_THE TASKS:_
[1] Duplicate the passage of the conference announcement starting at "10:40 am – 12:00" and ending at "Discussant: Dr. Seiji Lippit (UCLA)".
[2] Write out, word for word, only the lines of the listing starting at the line that contains "Can you spot the white window" and ending at the line that contains "[[277, 42], [51, 52], [566, 85]]", including both of those lines.

_DOCUMENT SEGMENT:_
Temporal Entanglements

Bunche Hall, rm 10383
(10th floor)

Temporal Entanglements

“How sad and cruel it is, the way we cling to what lasts like evening dew.” So laments Genji the futility of the human desire for permanence in Royall Tyler’s translation of Murasaki Shikibu’s 11th-century novel. The image of clinging to the vanishing evokes the paradoxical nature of time itself: ephemeral yet enduring, passing yet persistent, momentary yet monumental. The very survival of a work like The Tale of Genji bears testament to a series of temporal entanglements, occurring each time an iteration of the text—a critical edition, a translation, an adaptation—is produced or encountered. Indeed, the present moment is never a solitary point, but a palimpsestic fold ineluctably entwined with a multiplicity of ever-receding pasts and perpetually deferred futures. This conference offers a chance to explore temporal entanglements as a historical, representational, and conceptual phenomenon in the context of Japan.

For more and most up-to-date information, please visit: https://sites.google.com/view/2026terasaki-grad-conf/home

Schedule

 8:30 – 9:20 am

 Registration and light breakfast

 

9:20 – 9:30 am

Opening Remarks

 

9:30 – 10:30 am

Keynote Address

Dr. Atsuko Ueda, Princeton University)

 

 10:30 – 10:40 am

 Break

 

10:40 am – 12:00 pm

Panel 1: Writing Alternative Temporalities

Danlin Zhang, University of Chicago
"Generation(s) of Inscription, Generation(s) of Empire—Reading “Anachronism” in Natsume Sōseki’s Sanshirō Through Inscription Technologies"
Alice Tseng, Penn State University
"(De)mobilizing National Literature: The Alternative Temporality in Kojima Nobuo’s 'The American School'"
Suong Thai, UCLA
"As Time Errs: Refugee Temporality in Japanese-repatriate and Vietnamese-refugee Fiction"

Discussant: Dr. Seiji Lippit (UCLA)

 

12:10 – 1:50 pm

Lunch Break

 

2:00 – 2:20 pm

Panel 2: Reenacting Spaces of Past and Present

Julia Zhou, Yale University
"Beyond Place and Time: 'Sinospheric Orientalism' and the West Lake Imagination in Akutagawa, Tanizaki, and the Xihu Jiahua (西湖佳話) Tradition"

Rows from a dataset

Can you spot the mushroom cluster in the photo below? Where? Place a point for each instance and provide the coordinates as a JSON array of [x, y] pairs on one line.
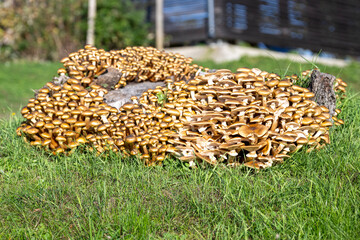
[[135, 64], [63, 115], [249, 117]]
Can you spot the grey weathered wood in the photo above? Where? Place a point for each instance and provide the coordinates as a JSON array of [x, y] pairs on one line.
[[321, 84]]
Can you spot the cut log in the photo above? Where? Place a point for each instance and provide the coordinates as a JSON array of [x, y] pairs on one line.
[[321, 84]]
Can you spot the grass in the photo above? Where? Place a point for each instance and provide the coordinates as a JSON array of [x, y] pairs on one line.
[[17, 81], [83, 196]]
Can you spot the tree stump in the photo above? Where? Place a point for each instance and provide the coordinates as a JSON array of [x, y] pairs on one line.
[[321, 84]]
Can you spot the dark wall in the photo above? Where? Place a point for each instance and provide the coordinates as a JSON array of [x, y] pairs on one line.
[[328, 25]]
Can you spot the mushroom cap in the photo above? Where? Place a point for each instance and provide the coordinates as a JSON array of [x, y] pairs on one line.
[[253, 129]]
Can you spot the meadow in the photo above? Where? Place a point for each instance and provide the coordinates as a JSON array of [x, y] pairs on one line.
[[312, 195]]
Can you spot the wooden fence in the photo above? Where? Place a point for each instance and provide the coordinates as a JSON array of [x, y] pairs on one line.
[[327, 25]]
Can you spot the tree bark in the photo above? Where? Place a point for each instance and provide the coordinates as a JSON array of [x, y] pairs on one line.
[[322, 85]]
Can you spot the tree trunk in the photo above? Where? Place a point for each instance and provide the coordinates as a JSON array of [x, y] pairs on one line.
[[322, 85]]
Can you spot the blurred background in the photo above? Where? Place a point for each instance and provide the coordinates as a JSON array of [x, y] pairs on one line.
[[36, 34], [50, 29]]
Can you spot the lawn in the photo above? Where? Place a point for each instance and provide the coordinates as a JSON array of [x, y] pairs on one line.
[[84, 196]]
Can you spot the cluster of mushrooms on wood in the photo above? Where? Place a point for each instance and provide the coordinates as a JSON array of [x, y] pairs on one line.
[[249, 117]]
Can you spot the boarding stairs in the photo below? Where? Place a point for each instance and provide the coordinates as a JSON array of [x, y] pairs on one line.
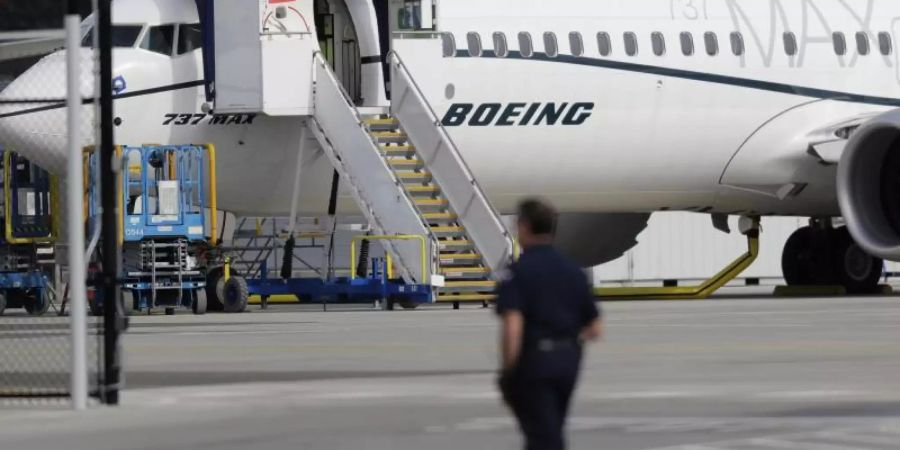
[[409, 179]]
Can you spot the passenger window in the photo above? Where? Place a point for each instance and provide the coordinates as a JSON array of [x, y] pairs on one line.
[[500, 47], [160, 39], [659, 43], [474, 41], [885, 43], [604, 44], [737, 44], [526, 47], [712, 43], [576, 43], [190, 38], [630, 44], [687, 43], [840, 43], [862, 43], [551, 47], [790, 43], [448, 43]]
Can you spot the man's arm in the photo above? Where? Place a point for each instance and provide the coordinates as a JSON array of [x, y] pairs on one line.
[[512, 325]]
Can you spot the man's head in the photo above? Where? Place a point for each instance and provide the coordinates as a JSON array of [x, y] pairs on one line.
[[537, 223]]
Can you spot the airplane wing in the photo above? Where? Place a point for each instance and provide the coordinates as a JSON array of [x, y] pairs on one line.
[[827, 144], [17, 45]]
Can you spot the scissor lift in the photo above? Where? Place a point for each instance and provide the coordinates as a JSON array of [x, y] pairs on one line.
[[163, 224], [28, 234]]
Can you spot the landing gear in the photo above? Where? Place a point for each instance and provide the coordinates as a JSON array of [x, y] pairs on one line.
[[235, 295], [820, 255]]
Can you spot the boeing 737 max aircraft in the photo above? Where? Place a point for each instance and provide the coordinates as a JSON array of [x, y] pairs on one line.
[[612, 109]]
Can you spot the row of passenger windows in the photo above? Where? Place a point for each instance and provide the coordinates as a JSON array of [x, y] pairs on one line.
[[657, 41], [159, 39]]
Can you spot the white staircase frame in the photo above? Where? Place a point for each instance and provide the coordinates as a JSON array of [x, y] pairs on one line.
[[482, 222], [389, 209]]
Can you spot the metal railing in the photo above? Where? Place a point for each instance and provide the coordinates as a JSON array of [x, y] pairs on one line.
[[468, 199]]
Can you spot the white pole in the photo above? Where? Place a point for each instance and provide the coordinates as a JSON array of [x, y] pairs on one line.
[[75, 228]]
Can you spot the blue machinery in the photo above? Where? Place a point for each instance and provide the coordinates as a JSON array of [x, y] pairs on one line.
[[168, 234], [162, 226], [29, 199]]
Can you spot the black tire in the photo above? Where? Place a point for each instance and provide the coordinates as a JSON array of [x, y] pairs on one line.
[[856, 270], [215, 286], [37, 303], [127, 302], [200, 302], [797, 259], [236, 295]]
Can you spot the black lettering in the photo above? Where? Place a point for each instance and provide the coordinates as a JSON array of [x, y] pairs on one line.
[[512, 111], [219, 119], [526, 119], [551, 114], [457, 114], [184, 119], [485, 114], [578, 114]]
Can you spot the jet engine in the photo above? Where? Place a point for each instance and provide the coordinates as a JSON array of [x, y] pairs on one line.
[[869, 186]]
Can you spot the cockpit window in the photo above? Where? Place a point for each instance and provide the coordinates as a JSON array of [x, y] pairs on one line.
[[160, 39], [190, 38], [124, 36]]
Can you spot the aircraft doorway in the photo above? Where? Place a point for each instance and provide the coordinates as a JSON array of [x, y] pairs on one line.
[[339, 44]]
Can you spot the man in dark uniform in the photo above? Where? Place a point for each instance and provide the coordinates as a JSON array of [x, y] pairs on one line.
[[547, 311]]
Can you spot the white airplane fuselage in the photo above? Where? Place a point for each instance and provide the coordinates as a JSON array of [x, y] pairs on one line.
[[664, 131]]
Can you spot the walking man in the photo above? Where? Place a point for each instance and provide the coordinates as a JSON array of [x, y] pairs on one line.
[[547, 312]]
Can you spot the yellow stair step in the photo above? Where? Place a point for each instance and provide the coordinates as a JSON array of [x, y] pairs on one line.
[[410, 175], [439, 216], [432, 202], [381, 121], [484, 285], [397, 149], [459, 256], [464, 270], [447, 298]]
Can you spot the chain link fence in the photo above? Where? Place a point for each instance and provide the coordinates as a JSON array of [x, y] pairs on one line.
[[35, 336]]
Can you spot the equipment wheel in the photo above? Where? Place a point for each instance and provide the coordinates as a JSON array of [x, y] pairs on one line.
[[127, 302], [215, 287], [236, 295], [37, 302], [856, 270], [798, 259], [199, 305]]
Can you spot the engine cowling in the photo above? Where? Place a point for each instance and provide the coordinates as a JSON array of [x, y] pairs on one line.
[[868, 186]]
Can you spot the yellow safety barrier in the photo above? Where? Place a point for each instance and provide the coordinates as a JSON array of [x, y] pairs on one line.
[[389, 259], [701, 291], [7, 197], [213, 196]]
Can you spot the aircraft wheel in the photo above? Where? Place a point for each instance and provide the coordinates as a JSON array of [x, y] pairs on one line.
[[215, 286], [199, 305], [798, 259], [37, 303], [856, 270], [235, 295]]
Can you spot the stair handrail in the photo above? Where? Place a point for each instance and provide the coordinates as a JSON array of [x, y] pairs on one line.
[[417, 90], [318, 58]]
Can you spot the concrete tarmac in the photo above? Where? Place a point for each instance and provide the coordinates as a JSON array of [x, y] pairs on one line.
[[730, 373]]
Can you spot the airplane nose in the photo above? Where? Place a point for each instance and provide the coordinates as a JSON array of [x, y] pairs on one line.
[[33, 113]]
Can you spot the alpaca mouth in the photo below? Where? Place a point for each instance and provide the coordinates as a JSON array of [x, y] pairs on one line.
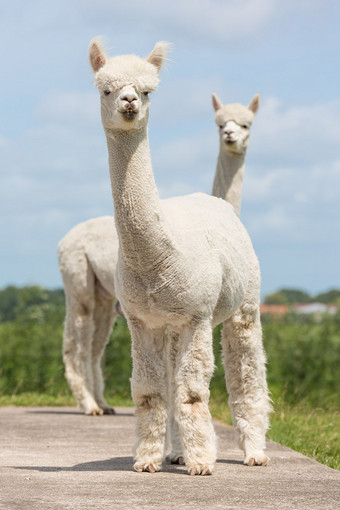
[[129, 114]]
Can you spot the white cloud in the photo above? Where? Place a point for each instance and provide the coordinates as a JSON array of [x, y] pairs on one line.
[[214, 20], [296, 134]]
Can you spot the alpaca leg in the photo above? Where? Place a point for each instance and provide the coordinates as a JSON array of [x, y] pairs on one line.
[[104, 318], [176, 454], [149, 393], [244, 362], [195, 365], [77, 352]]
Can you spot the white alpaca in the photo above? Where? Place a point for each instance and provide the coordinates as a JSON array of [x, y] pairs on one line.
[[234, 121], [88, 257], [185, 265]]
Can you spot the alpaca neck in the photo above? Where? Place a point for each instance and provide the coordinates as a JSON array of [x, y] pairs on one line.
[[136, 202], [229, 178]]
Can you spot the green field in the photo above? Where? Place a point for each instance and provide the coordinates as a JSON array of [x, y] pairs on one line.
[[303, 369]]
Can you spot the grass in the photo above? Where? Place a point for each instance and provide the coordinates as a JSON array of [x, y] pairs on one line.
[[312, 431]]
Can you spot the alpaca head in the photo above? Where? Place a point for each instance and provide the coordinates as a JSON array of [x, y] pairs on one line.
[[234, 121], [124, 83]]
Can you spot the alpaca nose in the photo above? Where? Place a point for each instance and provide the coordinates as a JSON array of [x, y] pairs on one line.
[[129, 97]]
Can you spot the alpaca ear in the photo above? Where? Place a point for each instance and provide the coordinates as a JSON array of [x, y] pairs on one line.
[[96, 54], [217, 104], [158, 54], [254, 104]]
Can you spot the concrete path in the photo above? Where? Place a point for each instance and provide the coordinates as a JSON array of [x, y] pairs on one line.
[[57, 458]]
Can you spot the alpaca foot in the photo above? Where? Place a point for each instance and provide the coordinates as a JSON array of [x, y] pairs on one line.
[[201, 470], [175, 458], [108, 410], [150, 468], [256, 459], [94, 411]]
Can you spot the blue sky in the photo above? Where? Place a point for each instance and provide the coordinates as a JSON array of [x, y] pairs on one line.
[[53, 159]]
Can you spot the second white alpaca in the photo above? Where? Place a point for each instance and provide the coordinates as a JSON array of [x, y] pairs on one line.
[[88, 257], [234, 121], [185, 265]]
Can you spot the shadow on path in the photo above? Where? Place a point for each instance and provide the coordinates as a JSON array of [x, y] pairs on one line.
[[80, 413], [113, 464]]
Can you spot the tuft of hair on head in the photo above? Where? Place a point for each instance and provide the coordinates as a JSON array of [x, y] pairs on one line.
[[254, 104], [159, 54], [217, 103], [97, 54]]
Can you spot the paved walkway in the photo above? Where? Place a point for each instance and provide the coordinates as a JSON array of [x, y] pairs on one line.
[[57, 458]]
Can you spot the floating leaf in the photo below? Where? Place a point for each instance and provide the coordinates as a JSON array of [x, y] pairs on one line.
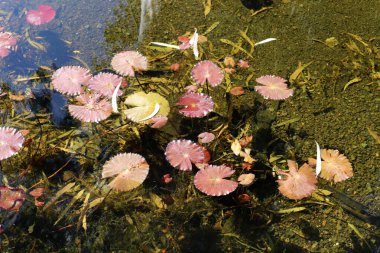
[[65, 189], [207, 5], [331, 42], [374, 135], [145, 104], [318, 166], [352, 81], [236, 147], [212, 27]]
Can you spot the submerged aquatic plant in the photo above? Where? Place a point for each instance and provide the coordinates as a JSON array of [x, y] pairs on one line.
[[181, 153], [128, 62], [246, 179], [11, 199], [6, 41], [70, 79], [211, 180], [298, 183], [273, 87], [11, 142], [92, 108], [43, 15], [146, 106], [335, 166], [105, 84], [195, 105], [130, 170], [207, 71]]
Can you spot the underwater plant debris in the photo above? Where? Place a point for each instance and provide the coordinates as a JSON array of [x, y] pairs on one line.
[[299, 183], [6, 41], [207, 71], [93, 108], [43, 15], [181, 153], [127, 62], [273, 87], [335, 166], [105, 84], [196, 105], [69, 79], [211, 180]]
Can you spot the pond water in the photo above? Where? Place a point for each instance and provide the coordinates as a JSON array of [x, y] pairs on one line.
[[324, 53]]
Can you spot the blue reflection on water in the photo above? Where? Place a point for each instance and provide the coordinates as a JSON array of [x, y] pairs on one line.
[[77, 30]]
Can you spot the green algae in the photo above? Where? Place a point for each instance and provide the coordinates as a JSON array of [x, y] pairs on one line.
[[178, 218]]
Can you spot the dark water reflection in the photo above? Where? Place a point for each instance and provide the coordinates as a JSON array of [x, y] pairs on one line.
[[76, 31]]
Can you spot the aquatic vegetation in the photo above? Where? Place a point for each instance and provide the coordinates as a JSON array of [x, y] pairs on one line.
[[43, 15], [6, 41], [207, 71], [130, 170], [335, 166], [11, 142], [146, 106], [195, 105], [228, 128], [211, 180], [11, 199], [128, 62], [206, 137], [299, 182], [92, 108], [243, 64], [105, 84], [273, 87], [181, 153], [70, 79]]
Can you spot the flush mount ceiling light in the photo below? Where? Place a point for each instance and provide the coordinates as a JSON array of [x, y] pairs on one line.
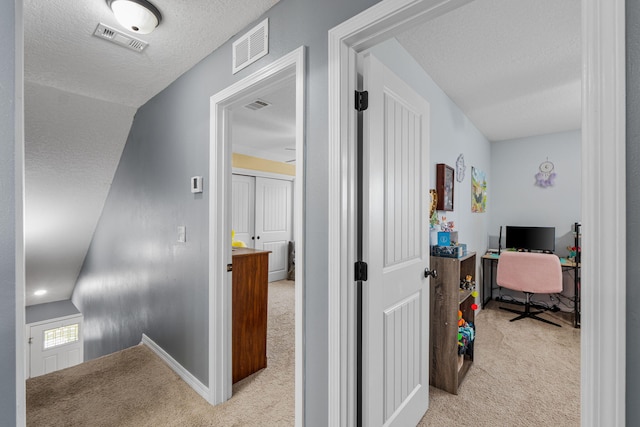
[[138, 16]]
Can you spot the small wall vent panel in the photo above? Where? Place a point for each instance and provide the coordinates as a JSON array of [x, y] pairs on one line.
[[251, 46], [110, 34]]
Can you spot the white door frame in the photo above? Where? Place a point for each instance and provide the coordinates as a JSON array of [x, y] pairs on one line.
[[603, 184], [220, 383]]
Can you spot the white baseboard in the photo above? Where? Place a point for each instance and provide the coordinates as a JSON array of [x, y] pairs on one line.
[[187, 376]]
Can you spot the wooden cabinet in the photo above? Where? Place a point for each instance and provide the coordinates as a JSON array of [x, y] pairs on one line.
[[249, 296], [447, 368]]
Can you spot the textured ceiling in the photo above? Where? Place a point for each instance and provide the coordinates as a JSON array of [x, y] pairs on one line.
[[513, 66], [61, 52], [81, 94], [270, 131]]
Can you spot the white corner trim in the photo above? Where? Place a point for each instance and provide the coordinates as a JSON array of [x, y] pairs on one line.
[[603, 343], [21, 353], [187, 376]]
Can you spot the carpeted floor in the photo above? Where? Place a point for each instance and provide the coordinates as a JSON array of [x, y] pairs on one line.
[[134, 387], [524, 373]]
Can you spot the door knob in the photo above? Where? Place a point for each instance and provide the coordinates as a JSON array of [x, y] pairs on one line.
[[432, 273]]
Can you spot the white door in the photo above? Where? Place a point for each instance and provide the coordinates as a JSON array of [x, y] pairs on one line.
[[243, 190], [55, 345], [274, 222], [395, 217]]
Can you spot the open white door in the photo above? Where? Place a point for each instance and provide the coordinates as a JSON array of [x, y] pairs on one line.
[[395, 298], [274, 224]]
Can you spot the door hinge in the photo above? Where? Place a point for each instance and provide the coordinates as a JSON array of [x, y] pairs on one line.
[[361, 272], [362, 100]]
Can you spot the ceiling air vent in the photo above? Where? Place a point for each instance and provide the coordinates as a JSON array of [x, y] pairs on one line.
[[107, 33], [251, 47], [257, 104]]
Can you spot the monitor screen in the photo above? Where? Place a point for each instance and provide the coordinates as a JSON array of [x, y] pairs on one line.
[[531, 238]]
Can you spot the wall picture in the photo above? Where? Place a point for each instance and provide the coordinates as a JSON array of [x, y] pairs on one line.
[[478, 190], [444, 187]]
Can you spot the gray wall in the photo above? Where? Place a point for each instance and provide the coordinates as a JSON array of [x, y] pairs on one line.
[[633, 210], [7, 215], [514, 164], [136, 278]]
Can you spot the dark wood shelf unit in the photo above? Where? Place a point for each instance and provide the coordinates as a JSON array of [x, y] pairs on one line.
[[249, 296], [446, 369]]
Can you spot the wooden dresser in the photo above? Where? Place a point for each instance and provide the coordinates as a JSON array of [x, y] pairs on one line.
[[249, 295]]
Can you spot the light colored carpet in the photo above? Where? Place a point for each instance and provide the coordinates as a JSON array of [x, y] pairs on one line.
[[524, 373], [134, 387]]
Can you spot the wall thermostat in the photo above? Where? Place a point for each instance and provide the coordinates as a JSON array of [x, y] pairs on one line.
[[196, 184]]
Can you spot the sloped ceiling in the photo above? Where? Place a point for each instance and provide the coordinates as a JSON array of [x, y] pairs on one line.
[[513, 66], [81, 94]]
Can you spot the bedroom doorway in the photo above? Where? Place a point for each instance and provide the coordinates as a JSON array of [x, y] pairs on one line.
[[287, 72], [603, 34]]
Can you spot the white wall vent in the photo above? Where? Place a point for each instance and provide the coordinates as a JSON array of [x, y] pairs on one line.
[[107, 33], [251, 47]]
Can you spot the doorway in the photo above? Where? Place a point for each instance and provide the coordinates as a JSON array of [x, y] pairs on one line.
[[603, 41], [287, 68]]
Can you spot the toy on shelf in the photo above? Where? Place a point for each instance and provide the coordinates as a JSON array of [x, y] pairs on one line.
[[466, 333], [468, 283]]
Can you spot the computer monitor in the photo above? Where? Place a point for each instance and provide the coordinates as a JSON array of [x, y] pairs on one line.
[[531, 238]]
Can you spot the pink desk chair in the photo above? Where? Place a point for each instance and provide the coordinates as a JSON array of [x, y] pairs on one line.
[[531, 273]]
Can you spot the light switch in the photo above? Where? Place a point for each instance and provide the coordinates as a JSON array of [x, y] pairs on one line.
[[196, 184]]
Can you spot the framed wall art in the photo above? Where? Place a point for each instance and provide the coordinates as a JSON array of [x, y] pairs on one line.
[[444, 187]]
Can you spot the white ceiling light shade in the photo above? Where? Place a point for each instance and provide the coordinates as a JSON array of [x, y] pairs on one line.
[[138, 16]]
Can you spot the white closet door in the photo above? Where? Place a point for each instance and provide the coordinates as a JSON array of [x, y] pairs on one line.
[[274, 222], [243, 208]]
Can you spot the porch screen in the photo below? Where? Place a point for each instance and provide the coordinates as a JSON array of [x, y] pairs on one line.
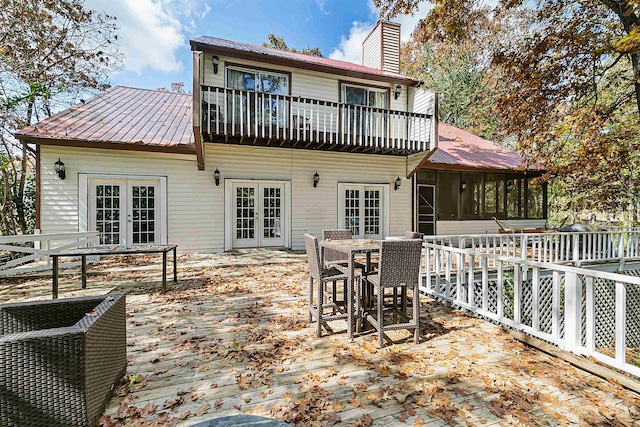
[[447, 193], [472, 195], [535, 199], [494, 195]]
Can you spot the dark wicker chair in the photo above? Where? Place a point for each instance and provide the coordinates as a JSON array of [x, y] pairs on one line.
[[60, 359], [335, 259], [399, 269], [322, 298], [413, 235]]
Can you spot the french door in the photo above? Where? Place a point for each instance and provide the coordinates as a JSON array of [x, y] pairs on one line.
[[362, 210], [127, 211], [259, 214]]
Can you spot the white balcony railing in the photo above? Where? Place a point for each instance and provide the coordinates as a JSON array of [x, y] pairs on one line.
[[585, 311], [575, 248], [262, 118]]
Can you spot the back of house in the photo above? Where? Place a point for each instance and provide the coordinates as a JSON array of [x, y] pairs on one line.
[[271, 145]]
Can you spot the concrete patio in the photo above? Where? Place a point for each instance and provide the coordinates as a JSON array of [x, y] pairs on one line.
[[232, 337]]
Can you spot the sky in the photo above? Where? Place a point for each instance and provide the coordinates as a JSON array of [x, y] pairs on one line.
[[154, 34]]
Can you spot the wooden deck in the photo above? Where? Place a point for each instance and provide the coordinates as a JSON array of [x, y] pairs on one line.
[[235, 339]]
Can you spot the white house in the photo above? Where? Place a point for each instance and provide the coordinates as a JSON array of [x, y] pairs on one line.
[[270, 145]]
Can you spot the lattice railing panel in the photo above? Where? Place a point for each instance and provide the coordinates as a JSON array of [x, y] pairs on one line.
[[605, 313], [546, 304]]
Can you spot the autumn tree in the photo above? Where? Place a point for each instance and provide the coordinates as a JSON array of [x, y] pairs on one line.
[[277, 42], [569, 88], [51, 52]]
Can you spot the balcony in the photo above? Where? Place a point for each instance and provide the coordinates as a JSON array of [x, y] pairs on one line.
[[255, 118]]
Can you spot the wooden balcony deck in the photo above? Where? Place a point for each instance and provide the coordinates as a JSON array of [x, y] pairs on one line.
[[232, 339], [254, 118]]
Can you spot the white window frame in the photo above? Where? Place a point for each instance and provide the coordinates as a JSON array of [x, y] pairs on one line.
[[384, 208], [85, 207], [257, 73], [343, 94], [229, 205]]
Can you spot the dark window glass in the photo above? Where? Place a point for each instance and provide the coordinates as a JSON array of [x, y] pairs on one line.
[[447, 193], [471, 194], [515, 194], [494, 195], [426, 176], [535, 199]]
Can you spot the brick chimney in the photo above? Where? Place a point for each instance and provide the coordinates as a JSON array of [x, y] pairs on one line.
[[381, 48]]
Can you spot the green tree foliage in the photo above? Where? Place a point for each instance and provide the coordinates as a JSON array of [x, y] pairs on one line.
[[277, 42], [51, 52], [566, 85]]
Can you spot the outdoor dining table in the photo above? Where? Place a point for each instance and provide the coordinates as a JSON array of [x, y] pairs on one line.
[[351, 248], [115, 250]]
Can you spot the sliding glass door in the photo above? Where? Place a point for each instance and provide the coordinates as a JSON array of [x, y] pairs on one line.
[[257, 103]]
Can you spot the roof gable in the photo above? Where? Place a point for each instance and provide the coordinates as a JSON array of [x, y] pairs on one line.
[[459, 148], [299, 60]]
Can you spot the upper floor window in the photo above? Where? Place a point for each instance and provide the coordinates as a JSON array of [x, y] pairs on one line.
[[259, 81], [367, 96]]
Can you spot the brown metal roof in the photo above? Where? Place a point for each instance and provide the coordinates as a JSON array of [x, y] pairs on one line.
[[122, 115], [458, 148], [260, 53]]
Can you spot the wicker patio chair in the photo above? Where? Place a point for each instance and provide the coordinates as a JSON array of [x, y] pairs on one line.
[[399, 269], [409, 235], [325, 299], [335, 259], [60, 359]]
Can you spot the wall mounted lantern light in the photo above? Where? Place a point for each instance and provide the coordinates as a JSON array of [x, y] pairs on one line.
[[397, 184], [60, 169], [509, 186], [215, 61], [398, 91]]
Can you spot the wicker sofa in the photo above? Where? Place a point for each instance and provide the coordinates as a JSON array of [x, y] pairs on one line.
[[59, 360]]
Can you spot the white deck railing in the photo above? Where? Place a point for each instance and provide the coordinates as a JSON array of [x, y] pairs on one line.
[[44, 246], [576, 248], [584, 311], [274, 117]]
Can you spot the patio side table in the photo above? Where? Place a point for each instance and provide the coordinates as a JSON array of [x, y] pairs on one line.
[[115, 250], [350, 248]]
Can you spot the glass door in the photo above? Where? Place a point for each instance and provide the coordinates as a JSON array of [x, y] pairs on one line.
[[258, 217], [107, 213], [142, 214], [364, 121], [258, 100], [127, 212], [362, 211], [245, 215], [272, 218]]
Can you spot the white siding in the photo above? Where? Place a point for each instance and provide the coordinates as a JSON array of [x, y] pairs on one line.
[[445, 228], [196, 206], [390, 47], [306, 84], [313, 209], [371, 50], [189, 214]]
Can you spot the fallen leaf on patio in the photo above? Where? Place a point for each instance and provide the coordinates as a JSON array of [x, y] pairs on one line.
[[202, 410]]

_SOLVED TASKS:_
[1]
10:40 am – 12:00 pm

Panel 1: Writing Alternative Temporalities

Danlin Zhang, University of Chicago
"Generation(s) of Inscription, Generation(s) of Empire—Reading “Anachronism” in Natsume Sōseki’s Sanshirō Through Inscription Technologies"
Alice Tseng, Penn State University
"(De)mobilizing National Literature: The Alternative Temporality in Kojima Nobuo’s 'The American School'"
Suong Thai, UCLA
"As Time Errs: Refugee Temporality in Japanese-repatriate and Vietnamese-refugee Fiction"

Discussant: Dr. Seiji Lippit (UCLA)

[2]
Can you spot the white window frame in the photo above? Where? Place a point for each instance and provide the coordinates as a JSON array of [x, y] pairs on one line.
[[384, 208], [85, 207], [257, 73], [343, 94], [229, 205]]
Can you spot the dark window glass in the photo above? Where? Place a point for each instance and provide the coordinates as a JSON array of [x, y] pairs on one line.
[[447, 193], [471, 194], [515, 194], [494, 195], [426, 176], [535, 199]]
Can you spot the brick chimney in the photo above? Where? Place a point for each instance and provide the coordinates as a JSON array of [x, y] pairs on one line.
[[381, 48]]
Can you spot the green tree foliage in the photo above? Where? Place a point for each instance and provide the coordinates as a JSON array of [x, y] pairs on one line.
[[277, 42], [51, 52], [566, 85]]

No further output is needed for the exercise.